Filter the records for "capped" and keep each line that has it.

Source data section start

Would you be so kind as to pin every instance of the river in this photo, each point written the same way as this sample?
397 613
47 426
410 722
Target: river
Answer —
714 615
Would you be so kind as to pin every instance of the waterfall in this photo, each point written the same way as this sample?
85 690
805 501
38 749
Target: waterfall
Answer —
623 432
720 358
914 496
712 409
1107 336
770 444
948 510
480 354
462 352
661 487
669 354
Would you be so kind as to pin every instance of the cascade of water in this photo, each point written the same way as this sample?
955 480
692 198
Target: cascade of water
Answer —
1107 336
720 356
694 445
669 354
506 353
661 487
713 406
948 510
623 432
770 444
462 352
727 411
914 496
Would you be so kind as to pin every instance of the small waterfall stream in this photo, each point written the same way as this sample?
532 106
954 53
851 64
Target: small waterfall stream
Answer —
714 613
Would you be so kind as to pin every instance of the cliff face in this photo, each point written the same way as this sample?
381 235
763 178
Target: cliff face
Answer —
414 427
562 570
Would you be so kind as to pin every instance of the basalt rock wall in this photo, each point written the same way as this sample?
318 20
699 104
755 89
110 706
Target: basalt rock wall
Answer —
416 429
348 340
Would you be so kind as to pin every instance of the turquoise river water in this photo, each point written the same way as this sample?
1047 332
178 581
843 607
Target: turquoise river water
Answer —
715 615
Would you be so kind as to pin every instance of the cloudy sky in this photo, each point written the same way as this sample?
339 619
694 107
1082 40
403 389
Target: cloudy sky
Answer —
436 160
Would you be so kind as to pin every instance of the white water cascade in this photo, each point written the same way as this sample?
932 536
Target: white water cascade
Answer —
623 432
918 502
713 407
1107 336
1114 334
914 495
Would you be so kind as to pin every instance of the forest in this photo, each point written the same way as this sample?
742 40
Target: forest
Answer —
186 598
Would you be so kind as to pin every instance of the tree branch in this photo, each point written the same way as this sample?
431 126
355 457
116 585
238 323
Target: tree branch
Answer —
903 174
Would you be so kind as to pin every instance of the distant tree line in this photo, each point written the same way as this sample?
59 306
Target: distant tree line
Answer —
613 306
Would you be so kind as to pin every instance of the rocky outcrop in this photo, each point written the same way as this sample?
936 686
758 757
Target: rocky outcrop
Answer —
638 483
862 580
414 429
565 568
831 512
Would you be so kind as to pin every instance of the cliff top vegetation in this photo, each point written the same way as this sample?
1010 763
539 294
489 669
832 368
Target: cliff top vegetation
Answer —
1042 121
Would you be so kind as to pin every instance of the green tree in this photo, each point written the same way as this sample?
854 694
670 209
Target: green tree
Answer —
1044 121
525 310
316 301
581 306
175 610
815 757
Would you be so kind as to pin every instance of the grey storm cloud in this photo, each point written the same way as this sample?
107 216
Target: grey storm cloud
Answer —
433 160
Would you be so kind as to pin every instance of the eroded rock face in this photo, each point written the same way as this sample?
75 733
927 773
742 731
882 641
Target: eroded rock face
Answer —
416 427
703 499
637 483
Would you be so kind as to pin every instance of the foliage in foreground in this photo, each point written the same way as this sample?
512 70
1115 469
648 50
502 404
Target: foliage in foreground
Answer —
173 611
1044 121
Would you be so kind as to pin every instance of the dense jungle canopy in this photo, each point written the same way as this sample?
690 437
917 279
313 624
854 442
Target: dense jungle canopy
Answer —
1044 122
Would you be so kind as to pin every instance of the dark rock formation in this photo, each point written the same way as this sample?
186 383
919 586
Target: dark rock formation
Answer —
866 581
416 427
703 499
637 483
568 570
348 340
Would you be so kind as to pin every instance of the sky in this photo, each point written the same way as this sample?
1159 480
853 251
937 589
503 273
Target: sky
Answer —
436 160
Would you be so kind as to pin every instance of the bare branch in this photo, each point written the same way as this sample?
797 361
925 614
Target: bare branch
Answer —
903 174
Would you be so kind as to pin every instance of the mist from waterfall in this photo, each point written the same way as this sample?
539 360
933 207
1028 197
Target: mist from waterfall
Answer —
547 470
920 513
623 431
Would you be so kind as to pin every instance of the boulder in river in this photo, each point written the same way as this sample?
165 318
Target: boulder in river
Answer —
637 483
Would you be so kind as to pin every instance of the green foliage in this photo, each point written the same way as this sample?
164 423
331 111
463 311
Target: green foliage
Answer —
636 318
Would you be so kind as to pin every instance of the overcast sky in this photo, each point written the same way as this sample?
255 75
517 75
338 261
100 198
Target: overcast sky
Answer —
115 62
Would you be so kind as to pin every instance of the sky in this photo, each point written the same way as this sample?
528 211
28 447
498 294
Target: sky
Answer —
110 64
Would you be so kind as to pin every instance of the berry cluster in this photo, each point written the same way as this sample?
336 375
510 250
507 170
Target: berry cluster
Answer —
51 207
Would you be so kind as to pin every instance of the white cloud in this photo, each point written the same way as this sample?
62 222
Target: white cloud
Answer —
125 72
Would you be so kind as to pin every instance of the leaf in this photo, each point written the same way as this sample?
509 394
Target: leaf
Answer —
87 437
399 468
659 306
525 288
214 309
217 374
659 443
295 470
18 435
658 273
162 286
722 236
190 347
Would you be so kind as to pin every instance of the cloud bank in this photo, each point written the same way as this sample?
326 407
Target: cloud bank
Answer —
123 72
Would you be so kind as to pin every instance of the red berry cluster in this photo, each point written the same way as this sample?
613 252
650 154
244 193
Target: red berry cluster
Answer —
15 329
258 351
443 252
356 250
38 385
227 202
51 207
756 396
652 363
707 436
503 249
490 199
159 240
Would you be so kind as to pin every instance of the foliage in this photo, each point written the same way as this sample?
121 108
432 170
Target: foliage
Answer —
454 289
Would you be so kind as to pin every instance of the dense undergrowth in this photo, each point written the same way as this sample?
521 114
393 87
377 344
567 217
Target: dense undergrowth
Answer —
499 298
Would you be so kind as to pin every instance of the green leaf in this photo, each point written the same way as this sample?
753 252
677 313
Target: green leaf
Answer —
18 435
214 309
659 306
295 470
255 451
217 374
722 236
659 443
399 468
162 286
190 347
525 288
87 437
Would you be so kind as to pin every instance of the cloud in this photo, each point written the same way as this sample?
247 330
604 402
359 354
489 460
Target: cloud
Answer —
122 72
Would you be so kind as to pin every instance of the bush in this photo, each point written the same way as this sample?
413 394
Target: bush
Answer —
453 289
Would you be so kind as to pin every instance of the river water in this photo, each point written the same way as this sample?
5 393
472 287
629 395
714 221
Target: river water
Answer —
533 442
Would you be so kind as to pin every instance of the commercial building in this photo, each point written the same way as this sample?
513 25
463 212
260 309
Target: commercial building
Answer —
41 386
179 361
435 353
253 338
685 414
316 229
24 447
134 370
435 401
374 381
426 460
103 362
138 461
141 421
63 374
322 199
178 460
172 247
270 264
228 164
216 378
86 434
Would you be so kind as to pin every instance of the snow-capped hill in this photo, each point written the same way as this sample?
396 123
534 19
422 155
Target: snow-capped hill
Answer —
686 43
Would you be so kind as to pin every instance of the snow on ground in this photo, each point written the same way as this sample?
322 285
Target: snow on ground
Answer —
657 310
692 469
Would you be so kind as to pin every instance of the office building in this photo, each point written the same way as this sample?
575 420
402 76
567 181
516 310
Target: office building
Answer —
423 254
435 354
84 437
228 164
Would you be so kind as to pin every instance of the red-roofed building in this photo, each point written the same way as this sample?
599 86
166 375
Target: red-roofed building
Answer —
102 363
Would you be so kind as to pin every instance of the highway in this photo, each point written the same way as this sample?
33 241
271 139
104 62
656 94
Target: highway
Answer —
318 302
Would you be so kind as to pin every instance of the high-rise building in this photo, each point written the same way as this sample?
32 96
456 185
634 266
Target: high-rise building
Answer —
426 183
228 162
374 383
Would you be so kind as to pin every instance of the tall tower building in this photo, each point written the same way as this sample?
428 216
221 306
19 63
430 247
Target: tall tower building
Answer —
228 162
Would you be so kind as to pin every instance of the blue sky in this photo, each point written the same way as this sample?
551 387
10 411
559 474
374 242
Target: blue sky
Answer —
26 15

Source data section end
Source data section start

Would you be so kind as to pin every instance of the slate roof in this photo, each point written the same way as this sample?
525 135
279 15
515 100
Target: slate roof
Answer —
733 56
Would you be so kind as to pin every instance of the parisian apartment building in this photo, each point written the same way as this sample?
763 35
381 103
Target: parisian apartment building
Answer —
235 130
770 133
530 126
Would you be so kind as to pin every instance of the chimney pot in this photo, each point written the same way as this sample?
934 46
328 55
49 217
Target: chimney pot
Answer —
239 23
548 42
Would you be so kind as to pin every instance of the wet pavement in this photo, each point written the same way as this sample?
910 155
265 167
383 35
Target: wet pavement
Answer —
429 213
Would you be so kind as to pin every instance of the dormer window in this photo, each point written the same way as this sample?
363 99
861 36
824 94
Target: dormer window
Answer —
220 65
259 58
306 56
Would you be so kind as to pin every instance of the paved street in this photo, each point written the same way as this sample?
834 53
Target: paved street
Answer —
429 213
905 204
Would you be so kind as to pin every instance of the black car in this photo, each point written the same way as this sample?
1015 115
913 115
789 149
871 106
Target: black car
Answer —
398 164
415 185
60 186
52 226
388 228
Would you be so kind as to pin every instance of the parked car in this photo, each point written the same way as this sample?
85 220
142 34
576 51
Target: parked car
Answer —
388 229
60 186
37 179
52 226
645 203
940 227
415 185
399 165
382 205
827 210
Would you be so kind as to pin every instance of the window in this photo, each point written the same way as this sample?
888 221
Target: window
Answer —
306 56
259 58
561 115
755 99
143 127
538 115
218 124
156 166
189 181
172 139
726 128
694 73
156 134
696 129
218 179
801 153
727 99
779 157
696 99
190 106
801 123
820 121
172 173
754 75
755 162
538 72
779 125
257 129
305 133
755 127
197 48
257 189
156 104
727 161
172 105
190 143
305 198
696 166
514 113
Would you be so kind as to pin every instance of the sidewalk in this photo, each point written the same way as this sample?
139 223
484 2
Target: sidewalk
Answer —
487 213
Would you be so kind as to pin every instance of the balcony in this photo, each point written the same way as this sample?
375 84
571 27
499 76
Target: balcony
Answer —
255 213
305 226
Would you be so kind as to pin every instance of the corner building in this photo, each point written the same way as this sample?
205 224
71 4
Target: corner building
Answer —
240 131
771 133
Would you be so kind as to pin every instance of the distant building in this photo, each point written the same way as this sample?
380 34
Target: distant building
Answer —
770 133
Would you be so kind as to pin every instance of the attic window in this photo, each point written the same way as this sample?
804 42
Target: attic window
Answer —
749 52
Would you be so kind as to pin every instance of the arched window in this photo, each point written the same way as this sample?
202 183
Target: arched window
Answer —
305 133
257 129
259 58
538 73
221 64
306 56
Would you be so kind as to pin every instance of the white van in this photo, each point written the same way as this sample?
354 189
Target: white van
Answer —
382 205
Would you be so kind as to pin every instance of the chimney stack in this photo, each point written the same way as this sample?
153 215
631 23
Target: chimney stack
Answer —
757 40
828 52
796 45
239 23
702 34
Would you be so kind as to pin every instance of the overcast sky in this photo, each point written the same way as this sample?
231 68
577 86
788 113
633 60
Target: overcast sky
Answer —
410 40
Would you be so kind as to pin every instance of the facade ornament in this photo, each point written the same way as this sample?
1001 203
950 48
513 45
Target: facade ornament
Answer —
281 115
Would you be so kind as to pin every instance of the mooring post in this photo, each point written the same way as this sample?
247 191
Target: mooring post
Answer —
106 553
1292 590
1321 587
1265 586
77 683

Source data section end

_Task solution_:
Would you be so kind as to pin every instance of the snow-capped hill in this photo, each point written the same way as this sample?
Target: snow-capped hill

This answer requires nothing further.